*DIRECTIVE*.
Rewrite the records below, replacing every "innermost point" with "deepest interior point" and leaving everything else unchanged. Apply this to all the records, and leave the pictures out of your answer.

*GIVEN INFORMATION*.
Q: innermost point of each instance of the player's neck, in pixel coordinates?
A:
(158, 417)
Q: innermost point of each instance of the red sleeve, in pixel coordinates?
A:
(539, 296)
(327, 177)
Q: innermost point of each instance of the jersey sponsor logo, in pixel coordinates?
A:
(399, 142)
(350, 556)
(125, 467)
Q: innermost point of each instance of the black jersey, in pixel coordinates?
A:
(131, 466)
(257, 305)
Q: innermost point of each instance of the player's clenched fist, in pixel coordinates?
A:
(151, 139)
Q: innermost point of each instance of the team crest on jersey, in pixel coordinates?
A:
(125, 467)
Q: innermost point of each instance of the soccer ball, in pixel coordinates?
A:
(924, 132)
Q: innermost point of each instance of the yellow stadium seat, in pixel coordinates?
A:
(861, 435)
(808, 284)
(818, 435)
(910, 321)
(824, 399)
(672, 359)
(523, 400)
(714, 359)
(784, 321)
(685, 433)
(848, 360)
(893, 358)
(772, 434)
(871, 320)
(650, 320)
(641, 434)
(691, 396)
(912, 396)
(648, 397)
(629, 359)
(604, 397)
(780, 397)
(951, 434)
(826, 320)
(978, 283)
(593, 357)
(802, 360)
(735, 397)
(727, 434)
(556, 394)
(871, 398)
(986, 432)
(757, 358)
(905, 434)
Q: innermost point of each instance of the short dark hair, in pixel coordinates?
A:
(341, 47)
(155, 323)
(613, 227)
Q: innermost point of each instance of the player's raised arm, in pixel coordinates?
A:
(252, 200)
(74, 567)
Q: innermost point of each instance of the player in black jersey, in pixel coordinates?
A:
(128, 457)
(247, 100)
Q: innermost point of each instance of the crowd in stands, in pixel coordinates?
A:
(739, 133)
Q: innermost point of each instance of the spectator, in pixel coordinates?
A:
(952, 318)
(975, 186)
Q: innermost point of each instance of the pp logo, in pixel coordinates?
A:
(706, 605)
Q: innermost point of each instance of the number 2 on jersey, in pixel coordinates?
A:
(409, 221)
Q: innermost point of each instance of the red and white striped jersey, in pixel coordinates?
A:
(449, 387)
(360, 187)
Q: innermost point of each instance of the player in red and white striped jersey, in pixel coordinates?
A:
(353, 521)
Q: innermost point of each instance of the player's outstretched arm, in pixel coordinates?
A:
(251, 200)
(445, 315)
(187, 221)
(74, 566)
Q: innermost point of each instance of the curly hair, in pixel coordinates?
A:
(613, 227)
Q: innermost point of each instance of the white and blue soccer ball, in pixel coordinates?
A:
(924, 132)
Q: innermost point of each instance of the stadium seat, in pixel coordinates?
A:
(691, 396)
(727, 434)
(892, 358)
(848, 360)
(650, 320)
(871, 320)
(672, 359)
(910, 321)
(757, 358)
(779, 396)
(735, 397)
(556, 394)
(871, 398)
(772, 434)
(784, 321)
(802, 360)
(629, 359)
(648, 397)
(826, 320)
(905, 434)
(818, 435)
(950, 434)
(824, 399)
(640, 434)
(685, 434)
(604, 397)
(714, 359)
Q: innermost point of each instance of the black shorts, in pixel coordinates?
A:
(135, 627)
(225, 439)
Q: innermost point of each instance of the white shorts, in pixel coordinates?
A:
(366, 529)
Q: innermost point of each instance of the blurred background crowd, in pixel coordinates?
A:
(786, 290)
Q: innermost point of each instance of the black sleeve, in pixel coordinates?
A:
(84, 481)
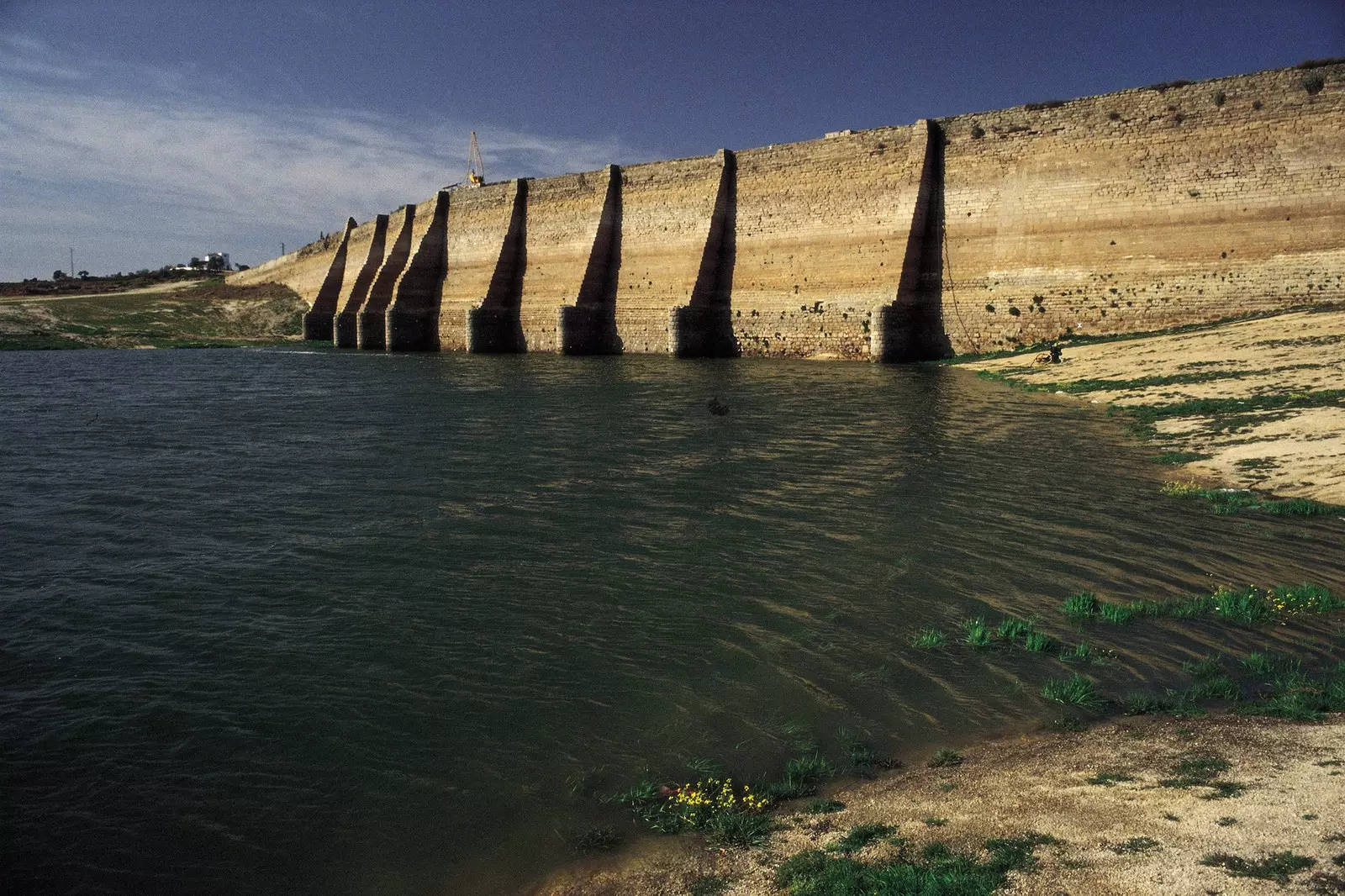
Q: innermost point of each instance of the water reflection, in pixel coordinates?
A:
(340, 623)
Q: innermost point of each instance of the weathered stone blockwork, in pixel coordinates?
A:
(1129, 212)
(1145, 208)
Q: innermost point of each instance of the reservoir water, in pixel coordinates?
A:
(322, 622)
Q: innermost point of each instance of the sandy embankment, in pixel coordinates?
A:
(1295, 801)
(1288, 451)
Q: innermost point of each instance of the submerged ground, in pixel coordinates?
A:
(170, 315)
(1253, 403)
(948, 498)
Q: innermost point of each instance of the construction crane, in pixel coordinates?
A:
(475, 167)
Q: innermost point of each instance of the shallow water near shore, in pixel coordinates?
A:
(349, 623)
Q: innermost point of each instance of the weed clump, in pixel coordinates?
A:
(824, 806)
(860, 837)
(1136, 845)
(945, 759)
(928, 640)
(936, 871)
(1082, 606)
(1295, 696)
(1076, 690)
(1246, 606)
(728, 813)
(800, 777)
(975, 633)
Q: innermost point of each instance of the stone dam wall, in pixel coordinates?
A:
(1125, 213)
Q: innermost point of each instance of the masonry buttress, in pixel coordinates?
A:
(494, 326)
(373, 315)
(346, 329)
(704, 327)
(588, 327)
(412, 320)
(318, 322)
(911, 329)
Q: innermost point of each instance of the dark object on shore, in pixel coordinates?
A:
(1049, 356)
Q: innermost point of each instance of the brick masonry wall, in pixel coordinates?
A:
(1129, 212)
(477, 221)
(820, 237)
(562, 217)
(1145, 208)
(666, 213)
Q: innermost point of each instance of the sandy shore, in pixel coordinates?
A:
(1288, 451)
(1130, 837)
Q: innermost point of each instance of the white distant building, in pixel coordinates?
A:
(208, 261)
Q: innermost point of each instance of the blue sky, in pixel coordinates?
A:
(141, 134)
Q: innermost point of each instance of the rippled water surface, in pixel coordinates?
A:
(350, 623)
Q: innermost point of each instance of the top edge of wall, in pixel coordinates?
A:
(1161, 87)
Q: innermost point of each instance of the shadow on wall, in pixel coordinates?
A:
(588, 327)
(494, 327)
(912, 329)
(704, 327)
(345, 327)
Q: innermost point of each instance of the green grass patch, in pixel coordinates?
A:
(1221, 688)
(710, 885)
(1013, 629)
(860, 837)
(945, 759)
(1076, 690)
(737, 830)
(1277, 867)
(1082, 606)
(596, 840)
(936, 872)
(975, 633)
(802, 775)
(1039, 643)
(1205, 667)
(1179, 458)
(824, 806)
(1247, 606)
(928, 640)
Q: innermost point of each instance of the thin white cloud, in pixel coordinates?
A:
(98, 147)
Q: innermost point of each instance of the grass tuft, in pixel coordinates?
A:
(712, 885)
(860, 837)
(1082, 606)
(1076, 690)
(945, 759)
(975, 633)
(800, 777)
(739, 830)
(928, 640)
(824, 806)
(1039, 643)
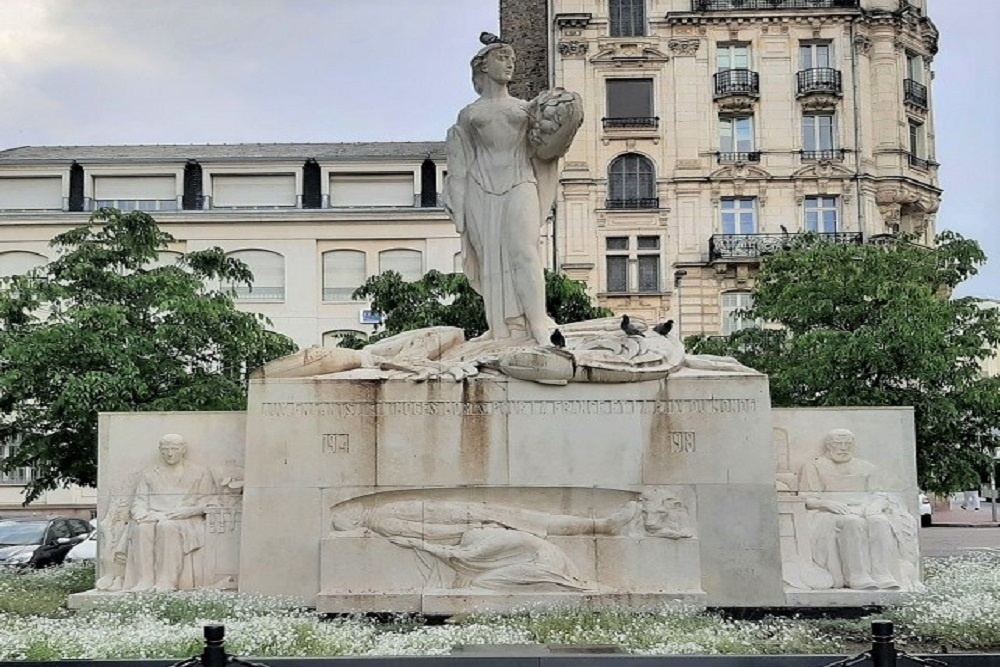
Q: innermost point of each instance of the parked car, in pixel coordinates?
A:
(926, 511)
(39, 542)
(84, 550)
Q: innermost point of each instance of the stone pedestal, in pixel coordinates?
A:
(384, 495)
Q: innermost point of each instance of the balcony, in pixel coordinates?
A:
(828, 154)
(755, 246)
(739, 157)
(632, 122)
(639, 203)
(822, 80)
(769, 5)
(915, 93)
(736, 82)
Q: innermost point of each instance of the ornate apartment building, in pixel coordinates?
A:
(715, 128)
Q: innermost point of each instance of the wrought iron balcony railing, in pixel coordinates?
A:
(819, 80)
(832, 154)
(757, 5)
(634, 203)
(745, 156)
(646, 122)
(751, 246)
(915, 93)
(736, 82)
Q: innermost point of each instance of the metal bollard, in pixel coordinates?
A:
(214, 653)
(883, 647)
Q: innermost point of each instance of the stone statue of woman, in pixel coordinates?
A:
(502, 174)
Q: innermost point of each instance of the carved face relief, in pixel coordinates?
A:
(172, 451)
(499, 64)
(840, 447)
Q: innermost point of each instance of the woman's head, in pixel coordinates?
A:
(494, 61)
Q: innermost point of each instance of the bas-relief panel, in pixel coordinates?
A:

*RESULT OF THE EXERCISE*.
Q: deepest interior point of each instance of the player's neck, in pixel coordinates?
A:
(158, 417)
Q: deepest interior point of each instance of the red sleeve, in pixel coordinates?
A:
(539, 296)
(327, 177)
Q: deepest interior point of each instance of the jersey sponsor logo, in pixel coordinates?
A:
(399, 142)
(350, 556)
(125, 467)
Q: deepest interior point of each instance of the black jersey, in pixel coordinates?
A:
(131, 466)
(257, 305)
Q: deepest interior point of each instance of the player's clenched fist, in pixel coordinates?
A:
(151, 139)
Q: deepest interior point of each instance of the team crest on jersey, in pixel coordinates?
A:
(125, 467)
Q: deepest interior point of each instance of the soccer ball, in pixel coordinates?
A:
(924, 132)
Q: deepest interior point of each instance of the yellow stadium seat, in pixel coordinates?
A:
(861, 435)
(808, 284)
(818, 435)
(910, 321)
(824, 399)
(672, 359)
(523, 400)
(714, 359)
(784, 321)
(685, 433)
(848, 360)
(893, 358)
(772, 434)
(871, 320)
(650, 320)
(641, 434)
(691, 396)
(912, 396)
(648, 397)
(629, 359)
(604, 397)
(780, 397)
(951, 434)
(826, 320)
(978, 283)
(593, 357)
(802, 360)
(735, 397)
(727, 434)
(556, 394)
(871, 398)
(986, 432)
(757, 358)
(905, 434)
Q: deepest interior point of each instance of the short dark hair, in pixel coordinates?
A:
(341, 47)
(155, 323)
(613, 227)
Q: deepest interior point of each instance of the player's raised arm, in pixel coordinates?
A:
(252, 200)
(74, 567)
Q: deepest interior point of each instance of the player in black jersey, in pixel coordinates?
A:
(128, 457)
(247, 100)
Q: deepest interior point of each instance of the crowd in stands, in pixel coordinates?
A:
(739, 133)
Q: deepest interior point of each instance of the spectator, in pixel coordinates?
A:
(952, 318)
(975, 186)
Q: deepest interior point of each instance of the pp logo, in pixel coordinates?
A:
(706, 605)
Q: deepest interior point of each instance of the number 2 on jersey, in pixel coordinates?
A:
(409, 221)
Q: deepest interior point of each instance of the red and white striped jersey, in pixel coordinates?
A:
(449, 387)
(360, 187)
Q: deepest interior point of each instance of the player in red and white striped jersey, in pixel coordinates?
A:
(353, 521)
Q: deepest interior point of each instance of the player's outstretched arm, in pixel coordinates?
A:
(251, 200)
(445, 315)
(187, 221)
(74, 566)
Q: deepest interior point of each instance of the curly hair, in pixel coordinates?
A:
(613, 227)
Q: deepest interior point of each instance of the white and blue soccer ball, in pixel coordinates?
A:
(924, 132)
Q: deepest interior point of each instance of the stadium seat, in pixel coordinates?
A:
(691, 396)
(727, 434)
(892, 358)
(848, 360)
(650, 320)
(871, 320)
(672, 359)
(910, 321)
(757, 358)
(779, 396)
(735, 397)
(556, 394)
(871, 398)
(772, 434)
(784, 321)
(802, 360)
(629, 359)
(648, 397)
(826, 320)
(905, 434)
(818, 435)
(950, 434)
(824, 399)
(640, 434)
(685, 434)
(604, 397)
(714, 359)
Q: deepest interior point of each instance of the black shorts, in pixel coordinates?
A:
(135, 627)
(225, 439)
Q: deepest interior point of each instance of the white shorts, in pixel coordinates?
A:
(366, 529)
Q: deepest interior point of each instance of the blurred background crowd, in pixel coordinates?
A:
(786, 290)
Q: deepest interior point of each instance of the black sleeve, in pixel coordinates?
A:
(84, 481)
Q: deepest interior point of each instance of the water reflection, in pixel coordinates?
A:
(340, 623)
Q: deepest interior point of each instance of the weathered stone blockwork, in pixel coordinates?
A:
(1129, 212)
(1145, 208)
Q: deepest interior point of each instance of the reservoir water, in pixel coordinates?
A:
(322, 622)
Q: deepest interior point of each instance of the sandy embankment, in pixel coordinates?
A:
(1295, 801)
(1288, 451)
Q: deepest interior point of each instance of the submerged ground, in pixel coordinates?
A:
(170, 315)
(1253, 403)
(948, 498)
Q: deepest interior point of each instance of the construction crane, in pixel coordinates?
A:
(475, 167)
Q: deepest interior point of each instance of the shallow water near shore, in pixel coordinates?
A:
(349, 623)
Q: deepest interior point of each instance of the weed clump, in pixel coordinates?
A:
(824, 806)
(860, 837)
(1136, 845)
(945, 759)
(928, 640)
(936, 871)
(1082, 606)
(1295, 696)
(1076, 690)
(1246, 606)
(728, 813)
(800, 777)
(975, 633)
Q: deepest interior point of each instance of the stone dam wall, in pixel coordinates?
A:
(1125, 213)
Q: deepest interior point of each instance of the masonry buttress, in pixel coordinates?
A:
(494, 326)
(373, 315)
(346, 329)
(704, 327)
(588, 327)
(412, 320)
(318, 322)
(911, 329)
Q: deepest interior point of each instance of the dark object on shore, in pixel coordinates?
A:
(1049, 356)
Q: deepest interior point of each instance of the brick masonry wall, in pixel coordinates?
A:
(1129, 212)
(477, 221)
(820, 237)
(562, 217)
(1145, 208)
(666, 213)
Q: deepest interior point of each instance of the sandy shore, in pixel coordinates?
A:
(1288, 451)
(1130, 837)
Q: deepest interior point of each instance of the white distant building, in pixel coordinates?
A:
(208, 261)
Q: deepest interior point of each instance of the blue sky, in pixel coordinates?
A:
(141, 134)
Q: deepest interior point of each instance of the rippled water surface, in pixel coordinates?
A:
(350, 623)
Q: deepest interior point of each instance of the top edge of wall, in pixel coordinates?
A:
(1161, 87)
Q: deepest interior point of each instance of the shadow on wall, in pixel coordinates?
A:
(588, 327)
(494, 327)
(912, 329)
(704, 327)
(345, 327)
Q: deepest interior point of each instance of the green grass patch, in pixel coordinates?
A:
(1221, 688)
(710, 885)
(1013, 629)
(860, 837)
(945, 759)
(1076, 690)
(737, 830)
(1277, 867)
(1082, 606)
(596, 840)
(936, 872)
(975, 633)
(802, 775)
(1039, 643)
(1205, 667)
(1179, 458)
(824, 806)
(1247, 606)
(928, 640)
Q: deepest interior point of each instance of the thin white cloud, in pixel coordinates?
A:
(98, 147)
Q: deepest interior point of each instance of the grass tuft, in pixel coordinates?
A:
(712, 885)
(860, 837)
(1082, 606)
(1076, 690)
(945, 759)
(975, 633)
(800, 777)
(739, 830)
(928, 640)
(824, 806)
(1039, 643)
Q: deepest interior point of each instance of the parked car, in pixel coordinates?
A:
(926, 511)
(39, 542)
(84, 550)
Q: deepest interior point of each instance of the stone pedestal, in pixel coordinates?
A:
(384, 495)
Q: deepest interior point of each instance of the balcony, in pixel coordinates?
A:
(828, 154)
(755, 246)
(739, 157)
(632, 122)
(639, 203)
(822, 80)
(769, 5)
(915, 93)
(736, 82)
Q: deepest interior point of each instance of the ornate apartment building, in pixel coordinates?
A:
(715, 128)
Q: deepest interior point of each instance of the wrought iron balcony railing, in pixel coordinates?
A:
(819, 80)
(832, 154)
(757, 5)
(634, 203)
(745, 156)
(646, 122)
(751, 246)
(915, 93)
(736, 82)
Q: deepest interior point of each instance of the metal bollard, in pixel coordinates?
A:
(214, 653)
(883, 647)
Q: deepest interior point of each instance of the stone statue of woman, in pixel coordinates?
A:
(502, 174)
Q: deepest interior point of each instance of the carved face relief, in pixel coordinates?
A:
(172, 451)
(499, 64)
(840, 447)
Q: deepest interior point of each instance of the woman's head, in pixel coordinates?
A:
(494, 61)
Q: deepest interior point of each instance of the bas-relief panel, in pixel coordinates?
A:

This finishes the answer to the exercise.